-- start --
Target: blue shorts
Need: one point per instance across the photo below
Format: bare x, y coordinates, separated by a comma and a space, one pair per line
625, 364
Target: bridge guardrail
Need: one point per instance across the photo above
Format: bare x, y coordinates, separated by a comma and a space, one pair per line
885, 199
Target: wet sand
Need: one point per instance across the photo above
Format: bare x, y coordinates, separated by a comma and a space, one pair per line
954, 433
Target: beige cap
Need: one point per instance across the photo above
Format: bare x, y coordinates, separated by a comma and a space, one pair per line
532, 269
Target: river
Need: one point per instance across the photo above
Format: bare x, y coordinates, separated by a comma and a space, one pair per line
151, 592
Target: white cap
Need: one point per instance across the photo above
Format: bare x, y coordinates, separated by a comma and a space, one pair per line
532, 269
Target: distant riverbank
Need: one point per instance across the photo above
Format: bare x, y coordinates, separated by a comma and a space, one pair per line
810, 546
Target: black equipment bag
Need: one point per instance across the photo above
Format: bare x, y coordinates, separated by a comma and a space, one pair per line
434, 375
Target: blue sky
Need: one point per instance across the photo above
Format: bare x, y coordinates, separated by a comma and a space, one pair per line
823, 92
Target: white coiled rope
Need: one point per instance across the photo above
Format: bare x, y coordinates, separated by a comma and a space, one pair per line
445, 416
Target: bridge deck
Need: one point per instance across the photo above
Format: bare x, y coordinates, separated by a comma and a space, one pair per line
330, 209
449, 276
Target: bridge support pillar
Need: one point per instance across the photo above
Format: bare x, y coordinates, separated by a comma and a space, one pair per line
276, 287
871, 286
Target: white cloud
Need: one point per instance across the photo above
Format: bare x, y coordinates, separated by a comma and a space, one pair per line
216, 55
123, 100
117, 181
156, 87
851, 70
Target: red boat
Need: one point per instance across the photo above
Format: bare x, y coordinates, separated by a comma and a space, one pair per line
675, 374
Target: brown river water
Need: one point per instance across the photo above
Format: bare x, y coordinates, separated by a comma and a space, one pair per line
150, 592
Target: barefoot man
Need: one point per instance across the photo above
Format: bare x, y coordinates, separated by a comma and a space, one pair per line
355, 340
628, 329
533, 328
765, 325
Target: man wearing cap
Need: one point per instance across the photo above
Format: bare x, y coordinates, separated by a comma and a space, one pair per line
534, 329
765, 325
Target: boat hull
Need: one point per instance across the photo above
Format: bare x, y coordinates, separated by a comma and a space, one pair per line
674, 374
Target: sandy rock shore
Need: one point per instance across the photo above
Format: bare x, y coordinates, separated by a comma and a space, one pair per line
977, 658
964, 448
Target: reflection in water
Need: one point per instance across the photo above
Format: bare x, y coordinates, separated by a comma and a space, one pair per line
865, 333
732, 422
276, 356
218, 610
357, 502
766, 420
-- end --
-- start --
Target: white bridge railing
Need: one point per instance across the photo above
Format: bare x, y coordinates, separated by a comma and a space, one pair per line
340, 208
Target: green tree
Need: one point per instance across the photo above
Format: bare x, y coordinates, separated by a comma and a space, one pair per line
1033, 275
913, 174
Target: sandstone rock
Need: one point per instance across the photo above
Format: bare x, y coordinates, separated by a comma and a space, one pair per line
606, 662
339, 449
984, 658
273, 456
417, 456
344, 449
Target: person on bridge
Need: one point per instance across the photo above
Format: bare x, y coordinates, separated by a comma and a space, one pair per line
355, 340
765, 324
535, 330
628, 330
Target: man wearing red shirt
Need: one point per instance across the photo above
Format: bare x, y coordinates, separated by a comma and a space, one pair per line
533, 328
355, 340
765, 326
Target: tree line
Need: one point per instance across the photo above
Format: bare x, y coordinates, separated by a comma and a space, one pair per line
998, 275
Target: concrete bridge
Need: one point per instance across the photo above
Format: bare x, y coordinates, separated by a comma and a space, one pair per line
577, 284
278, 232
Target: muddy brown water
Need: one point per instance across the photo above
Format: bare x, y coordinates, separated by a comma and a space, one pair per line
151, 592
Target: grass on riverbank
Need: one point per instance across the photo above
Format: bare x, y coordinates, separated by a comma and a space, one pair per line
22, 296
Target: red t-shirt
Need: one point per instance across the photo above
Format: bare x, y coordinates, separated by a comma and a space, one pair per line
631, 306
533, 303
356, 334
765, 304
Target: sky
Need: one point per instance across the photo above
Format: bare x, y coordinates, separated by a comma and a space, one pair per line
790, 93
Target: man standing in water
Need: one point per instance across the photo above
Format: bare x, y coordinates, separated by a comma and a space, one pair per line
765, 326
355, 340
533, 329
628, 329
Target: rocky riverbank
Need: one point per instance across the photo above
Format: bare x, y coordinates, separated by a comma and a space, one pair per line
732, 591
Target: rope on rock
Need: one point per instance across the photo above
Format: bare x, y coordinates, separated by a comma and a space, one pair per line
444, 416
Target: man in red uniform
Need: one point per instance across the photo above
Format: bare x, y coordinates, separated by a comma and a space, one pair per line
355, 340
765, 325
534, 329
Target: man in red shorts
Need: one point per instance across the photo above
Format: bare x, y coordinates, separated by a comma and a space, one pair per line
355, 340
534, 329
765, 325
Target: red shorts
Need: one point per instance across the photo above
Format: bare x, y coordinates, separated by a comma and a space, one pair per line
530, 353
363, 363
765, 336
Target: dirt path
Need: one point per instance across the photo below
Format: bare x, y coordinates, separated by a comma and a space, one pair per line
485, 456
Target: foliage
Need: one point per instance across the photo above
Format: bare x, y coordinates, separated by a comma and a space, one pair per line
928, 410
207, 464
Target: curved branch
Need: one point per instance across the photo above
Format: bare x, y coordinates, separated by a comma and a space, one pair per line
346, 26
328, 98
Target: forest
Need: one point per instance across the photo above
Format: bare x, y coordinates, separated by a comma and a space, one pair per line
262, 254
-- end --
-- start --
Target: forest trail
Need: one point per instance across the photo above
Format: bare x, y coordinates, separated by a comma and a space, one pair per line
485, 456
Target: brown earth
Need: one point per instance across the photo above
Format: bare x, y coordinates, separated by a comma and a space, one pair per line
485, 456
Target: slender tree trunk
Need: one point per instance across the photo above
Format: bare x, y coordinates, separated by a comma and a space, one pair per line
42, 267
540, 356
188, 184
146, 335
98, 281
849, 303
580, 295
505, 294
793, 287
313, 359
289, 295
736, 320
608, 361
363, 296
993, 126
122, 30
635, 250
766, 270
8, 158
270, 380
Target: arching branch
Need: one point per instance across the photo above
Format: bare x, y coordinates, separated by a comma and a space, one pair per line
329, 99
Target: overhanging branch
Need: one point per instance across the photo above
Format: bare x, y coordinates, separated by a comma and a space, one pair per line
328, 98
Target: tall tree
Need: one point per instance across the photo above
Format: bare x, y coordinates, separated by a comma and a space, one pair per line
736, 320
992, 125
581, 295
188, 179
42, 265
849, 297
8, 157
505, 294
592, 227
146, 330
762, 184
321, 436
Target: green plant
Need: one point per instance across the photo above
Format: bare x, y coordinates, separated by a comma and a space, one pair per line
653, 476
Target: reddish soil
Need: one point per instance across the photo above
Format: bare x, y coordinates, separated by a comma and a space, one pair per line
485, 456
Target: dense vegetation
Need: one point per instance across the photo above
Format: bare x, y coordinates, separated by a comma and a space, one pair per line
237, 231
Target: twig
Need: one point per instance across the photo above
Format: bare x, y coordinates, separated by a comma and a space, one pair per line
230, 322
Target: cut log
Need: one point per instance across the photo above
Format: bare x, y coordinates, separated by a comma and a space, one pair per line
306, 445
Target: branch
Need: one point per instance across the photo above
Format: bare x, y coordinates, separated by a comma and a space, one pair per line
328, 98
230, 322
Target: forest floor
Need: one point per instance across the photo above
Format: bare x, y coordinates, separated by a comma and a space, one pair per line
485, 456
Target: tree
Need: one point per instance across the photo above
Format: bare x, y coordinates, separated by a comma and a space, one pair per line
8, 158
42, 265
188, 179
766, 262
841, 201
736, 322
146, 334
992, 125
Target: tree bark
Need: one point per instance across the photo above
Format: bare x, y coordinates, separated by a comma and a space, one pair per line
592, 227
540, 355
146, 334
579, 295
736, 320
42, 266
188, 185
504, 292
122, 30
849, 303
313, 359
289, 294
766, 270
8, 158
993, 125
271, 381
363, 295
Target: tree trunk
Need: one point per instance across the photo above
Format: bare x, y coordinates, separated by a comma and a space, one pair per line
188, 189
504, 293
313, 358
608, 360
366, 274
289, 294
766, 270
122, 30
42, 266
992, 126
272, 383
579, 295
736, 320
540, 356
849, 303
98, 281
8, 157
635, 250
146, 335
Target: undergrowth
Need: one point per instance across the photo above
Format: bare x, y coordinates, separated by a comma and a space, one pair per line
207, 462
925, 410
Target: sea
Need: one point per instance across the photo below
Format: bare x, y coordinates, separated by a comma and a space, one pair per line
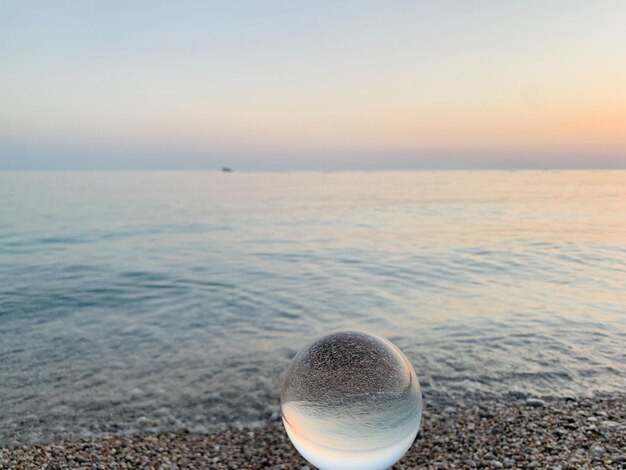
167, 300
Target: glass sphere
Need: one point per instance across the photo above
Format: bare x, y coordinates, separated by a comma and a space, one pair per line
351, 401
-- end --
# TASK STATEMENT
Count the lines in the items above that contain the string "trunk" and reply with only that number. Case counts.

# TASK RESPONSE
2